RECORDS FOR PROCESSING -

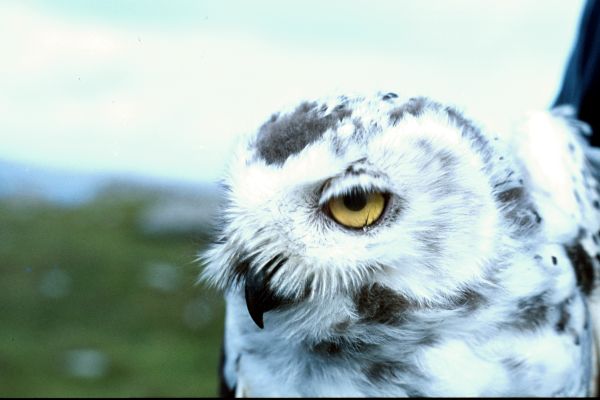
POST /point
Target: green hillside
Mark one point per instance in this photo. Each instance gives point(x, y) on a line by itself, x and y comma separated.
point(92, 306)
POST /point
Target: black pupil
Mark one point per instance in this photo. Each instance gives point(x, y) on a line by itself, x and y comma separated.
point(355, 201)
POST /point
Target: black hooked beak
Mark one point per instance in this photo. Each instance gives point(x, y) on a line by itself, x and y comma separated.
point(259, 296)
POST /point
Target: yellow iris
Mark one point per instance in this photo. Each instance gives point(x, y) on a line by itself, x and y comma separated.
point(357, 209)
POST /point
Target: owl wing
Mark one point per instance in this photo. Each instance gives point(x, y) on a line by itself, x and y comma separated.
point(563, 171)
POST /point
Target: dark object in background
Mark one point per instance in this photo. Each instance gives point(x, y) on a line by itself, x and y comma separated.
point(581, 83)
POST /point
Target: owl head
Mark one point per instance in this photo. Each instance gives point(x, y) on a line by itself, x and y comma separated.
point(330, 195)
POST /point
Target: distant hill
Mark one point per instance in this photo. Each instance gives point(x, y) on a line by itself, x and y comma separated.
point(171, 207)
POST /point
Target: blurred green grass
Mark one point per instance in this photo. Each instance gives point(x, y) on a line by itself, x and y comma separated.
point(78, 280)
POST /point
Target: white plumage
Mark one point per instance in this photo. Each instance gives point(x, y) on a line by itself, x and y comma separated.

DIRECTIONS FOR THIS TASK - Starting at the top of the entries and ending at the line that contains "point(355, 201)", write those lines out again with "hillside" switched to "meadow" and nothing else changed. Leave the pictures out.

SOLUTION TO THE PROBLEM -
POST /point
Target: green meadow
Mark one point per instance in this photo. Each instance gives point(x, y) on a line by itself, x and y comma separated.
point(92, 306)
POST /point
Target: black pupil
Mark one point per instance in this photo. Each instance gives point(x, y) on a line by itself, x and y comma separated.
point(355, 201)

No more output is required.